DO THIS
Reproduce word for word the lines in the records below, starting at the line containing "Annotation guideline: for every instance of the church" and ending at the line containing "<point>42,19</point>", both included.
====
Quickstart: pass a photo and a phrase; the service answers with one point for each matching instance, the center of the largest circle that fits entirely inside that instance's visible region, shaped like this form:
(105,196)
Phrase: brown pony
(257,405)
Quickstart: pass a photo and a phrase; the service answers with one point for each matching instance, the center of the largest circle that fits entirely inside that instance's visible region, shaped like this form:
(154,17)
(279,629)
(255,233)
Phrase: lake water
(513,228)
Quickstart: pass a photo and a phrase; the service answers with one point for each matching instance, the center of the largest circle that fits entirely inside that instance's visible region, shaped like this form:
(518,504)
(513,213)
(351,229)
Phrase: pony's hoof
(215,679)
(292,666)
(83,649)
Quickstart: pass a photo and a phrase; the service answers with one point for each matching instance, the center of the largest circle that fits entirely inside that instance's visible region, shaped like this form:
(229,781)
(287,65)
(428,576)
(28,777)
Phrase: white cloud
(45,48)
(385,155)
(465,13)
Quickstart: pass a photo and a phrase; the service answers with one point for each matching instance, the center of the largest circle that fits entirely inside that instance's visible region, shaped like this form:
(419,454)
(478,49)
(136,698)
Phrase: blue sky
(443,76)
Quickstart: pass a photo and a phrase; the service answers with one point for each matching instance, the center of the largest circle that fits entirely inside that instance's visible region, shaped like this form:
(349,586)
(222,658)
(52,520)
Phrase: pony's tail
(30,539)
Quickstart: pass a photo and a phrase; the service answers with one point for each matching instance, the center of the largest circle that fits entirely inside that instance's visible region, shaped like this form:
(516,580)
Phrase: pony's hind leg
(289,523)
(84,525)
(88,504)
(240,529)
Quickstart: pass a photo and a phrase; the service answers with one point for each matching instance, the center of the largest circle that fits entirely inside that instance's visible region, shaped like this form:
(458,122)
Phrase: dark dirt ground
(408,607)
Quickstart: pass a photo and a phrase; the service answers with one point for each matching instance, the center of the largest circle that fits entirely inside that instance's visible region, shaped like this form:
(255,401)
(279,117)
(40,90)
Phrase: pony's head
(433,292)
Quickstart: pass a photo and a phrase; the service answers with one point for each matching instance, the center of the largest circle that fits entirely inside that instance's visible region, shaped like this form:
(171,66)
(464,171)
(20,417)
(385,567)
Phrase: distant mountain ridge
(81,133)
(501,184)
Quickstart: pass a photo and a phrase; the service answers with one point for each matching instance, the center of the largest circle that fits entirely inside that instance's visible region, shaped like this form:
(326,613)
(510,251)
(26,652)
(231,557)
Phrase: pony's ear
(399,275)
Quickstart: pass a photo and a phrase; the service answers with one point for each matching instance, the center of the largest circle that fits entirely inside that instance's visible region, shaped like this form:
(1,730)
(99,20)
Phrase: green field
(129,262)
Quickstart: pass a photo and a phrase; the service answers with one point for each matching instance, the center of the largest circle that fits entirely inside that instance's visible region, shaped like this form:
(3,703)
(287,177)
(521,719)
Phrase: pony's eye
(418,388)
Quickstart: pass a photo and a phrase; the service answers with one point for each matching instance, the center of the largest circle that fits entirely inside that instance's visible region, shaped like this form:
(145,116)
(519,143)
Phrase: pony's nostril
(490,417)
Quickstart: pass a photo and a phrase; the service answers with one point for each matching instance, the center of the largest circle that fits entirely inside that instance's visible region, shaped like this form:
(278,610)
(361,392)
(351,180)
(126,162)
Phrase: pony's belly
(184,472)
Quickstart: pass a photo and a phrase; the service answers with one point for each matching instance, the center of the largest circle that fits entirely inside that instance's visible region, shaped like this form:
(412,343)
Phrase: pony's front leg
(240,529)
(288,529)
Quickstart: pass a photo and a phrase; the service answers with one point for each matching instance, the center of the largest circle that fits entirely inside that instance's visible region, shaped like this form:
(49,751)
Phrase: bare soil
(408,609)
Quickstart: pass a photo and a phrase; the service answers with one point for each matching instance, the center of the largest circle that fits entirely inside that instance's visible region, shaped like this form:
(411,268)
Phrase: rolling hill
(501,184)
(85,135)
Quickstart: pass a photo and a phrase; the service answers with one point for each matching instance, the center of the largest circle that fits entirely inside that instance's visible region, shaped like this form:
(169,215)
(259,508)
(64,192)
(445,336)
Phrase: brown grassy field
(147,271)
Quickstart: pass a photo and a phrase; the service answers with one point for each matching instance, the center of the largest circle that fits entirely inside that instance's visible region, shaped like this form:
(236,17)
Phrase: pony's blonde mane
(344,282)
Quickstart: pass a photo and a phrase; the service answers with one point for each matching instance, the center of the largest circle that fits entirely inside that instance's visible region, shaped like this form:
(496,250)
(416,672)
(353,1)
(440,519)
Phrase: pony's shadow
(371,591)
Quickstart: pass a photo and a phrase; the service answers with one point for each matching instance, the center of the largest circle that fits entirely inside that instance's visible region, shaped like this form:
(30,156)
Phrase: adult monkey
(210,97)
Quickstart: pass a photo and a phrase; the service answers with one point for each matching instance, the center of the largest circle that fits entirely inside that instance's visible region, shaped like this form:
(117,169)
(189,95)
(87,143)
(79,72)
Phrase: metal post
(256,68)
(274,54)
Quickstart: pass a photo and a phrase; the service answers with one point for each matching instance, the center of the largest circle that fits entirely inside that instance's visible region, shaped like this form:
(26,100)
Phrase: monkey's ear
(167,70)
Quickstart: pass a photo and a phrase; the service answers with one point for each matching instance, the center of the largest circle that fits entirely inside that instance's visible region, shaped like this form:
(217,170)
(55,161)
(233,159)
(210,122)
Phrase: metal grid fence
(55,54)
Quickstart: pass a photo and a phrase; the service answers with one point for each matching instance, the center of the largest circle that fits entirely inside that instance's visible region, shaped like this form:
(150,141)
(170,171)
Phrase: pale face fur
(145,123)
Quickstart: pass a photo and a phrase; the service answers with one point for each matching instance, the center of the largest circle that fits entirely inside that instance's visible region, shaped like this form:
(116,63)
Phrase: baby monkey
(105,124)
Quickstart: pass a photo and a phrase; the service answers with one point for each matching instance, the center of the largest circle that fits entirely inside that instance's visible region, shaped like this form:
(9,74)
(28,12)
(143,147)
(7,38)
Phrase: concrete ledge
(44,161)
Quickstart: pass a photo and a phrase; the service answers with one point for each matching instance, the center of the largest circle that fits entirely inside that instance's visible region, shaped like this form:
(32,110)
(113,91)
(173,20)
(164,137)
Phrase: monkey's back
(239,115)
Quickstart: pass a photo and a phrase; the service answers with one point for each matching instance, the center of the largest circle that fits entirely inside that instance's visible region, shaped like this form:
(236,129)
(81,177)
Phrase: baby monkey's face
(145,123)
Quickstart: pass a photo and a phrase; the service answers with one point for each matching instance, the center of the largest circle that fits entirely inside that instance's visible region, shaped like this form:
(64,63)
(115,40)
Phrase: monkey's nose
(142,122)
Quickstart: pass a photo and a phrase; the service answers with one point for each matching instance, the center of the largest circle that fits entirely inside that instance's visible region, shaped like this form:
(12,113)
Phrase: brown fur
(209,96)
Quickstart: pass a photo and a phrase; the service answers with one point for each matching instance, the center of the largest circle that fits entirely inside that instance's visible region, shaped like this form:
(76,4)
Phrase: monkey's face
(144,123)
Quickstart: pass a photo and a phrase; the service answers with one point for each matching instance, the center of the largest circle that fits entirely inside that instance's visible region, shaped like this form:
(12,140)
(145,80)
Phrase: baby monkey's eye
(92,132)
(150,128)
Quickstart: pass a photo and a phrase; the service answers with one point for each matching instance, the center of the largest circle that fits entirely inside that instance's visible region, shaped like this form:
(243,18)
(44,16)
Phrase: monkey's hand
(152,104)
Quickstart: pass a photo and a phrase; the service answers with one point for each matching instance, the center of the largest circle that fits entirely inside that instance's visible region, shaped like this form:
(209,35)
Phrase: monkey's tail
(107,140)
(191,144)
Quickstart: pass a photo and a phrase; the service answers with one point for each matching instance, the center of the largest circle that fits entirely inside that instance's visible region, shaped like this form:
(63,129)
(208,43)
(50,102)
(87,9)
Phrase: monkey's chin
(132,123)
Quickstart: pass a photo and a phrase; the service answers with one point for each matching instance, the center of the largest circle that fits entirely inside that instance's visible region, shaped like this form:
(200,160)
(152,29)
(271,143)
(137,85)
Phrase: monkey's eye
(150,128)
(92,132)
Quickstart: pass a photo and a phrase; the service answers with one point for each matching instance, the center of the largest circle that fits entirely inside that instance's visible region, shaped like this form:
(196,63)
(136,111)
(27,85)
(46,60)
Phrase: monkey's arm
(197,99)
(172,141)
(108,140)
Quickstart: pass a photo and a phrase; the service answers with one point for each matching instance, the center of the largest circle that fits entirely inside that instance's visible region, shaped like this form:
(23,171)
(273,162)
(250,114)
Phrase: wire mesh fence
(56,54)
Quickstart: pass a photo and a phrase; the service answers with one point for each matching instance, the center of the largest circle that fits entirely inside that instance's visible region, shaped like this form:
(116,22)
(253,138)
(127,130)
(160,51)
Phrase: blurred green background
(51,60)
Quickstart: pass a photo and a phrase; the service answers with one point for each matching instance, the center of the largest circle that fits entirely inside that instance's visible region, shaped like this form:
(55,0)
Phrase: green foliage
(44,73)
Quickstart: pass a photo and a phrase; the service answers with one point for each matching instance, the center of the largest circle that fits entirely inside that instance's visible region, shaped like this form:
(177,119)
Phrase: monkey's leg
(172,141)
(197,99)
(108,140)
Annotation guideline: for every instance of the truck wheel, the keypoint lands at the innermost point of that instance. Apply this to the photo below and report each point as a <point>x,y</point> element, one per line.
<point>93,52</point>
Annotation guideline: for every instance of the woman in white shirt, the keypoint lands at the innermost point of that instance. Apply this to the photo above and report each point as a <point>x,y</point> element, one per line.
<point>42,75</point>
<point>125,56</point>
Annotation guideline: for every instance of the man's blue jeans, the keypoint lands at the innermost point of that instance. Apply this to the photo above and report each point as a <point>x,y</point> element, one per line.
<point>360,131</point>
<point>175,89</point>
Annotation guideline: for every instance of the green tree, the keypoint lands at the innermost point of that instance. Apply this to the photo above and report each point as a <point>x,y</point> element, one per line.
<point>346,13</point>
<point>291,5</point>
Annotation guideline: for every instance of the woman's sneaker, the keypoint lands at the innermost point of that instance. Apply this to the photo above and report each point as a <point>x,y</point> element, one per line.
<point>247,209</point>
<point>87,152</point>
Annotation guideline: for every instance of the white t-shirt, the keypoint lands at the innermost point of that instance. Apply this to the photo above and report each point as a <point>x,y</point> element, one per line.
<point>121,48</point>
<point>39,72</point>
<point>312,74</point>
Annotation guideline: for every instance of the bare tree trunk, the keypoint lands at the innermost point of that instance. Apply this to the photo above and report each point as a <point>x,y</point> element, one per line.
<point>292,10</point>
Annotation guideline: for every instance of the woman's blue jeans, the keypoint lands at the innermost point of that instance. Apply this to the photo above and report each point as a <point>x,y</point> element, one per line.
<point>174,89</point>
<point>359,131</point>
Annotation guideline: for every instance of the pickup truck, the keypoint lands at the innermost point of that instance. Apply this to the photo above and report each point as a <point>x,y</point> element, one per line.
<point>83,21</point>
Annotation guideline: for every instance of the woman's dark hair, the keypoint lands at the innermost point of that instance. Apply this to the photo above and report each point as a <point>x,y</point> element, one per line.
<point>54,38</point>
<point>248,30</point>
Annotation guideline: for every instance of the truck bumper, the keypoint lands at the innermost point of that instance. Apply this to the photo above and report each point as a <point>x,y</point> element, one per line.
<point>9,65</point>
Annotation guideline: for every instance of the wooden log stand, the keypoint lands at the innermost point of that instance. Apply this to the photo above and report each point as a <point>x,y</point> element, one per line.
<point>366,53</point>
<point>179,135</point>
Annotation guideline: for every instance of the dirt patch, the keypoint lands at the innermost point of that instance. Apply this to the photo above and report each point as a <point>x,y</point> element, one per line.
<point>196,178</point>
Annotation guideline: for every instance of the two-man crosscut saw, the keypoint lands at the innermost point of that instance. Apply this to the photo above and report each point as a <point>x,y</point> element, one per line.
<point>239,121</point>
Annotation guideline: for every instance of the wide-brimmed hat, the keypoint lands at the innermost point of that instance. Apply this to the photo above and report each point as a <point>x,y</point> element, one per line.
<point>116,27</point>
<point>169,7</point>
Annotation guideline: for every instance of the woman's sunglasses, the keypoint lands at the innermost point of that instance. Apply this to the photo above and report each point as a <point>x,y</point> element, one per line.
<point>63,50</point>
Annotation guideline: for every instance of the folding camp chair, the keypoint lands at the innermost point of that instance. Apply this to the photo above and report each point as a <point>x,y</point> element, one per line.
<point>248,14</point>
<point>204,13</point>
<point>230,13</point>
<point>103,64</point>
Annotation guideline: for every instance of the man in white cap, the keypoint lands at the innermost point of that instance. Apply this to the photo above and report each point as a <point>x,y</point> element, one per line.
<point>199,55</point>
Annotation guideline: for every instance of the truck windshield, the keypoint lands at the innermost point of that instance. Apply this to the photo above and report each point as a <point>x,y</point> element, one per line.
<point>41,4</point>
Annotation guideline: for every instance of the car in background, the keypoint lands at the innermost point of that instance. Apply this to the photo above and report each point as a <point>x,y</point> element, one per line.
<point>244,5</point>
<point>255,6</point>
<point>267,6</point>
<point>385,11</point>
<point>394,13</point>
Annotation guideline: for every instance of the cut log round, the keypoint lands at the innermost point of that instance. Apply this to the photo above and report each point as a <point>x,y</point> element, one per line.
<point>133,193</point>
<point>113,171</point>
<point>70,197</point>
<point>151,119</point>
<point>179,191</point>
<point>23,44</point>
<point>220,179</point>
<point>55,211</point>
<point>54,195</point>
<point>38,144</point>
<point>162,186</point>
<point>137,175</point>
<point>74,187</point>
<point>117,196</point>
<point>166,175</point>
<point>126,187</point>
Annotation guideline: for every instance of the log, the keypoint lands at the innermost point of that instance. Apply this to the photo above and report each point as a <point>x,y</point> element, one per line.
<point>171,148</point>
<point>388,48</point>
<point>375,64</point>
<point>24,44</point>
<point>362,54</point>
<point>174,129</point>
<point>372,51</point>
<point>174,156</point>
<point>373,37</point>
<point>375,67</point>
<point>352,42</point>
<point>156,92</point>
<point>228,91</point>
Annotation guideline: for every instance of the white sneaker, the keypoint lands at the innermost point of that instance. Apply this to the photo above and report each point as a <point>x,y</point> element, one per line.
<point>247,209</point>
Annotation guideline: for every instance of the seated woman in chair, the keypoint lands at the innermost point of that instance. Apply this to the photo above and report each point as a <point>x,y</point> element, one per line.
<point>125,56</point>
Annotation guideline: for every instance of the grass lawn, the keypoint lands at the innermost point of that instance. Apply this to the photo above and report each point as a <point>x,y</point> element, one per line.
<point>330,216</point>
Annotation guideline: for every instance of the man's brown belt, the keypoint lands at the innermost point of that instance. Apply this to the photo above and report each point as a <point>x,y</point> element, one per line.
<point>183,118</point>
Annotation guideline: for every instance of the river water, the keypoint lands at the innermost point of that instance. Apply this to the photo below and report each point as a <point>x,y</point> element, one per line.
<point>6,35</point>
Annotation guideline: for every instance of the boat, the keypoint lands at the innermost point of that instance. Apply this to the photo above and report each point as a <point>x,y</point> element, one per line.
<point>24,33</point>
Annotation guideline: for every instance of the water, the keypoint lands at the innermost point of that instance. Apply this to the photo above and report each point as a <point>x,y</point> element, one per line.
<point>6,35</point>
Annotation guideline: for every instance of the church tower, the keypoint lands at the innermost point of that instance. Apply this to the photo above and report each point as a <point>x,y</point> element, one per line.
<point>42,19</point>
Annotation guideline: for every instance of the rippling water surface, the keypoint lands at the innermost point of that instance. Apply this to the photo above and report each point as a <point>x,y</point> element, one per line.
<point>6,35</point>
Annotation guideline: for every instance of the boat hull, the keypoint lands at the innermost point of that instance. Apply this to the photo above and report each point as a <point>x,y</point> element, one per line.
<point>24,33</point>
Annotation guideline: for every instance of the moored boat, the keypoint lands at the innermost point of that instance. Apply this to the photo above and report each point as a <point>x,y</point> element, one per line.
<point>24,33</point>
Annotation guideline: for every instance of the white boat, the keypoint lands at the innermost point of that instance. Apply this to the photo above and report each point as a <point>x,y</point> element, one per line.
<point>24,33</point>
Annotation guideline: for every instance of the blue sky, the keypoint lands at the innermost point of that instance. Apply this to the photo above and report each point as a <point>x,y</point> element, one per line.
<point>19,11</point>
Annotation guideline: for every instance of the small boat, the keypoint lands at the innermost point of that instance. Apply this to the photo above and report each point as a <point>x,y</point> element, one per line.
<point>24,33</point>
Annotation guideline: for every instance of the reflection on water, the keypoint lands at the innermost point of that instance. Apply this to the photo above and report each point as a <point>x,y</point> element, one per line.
====
SOLUTION FOR THIS TASK
Annotation guideline: for every instance of the church tower, the keypoint lands at the innermost point of that instance. Apply this to the photo above and report each point as a <point>x,y</point> element, one per line.
<point>42,19</point>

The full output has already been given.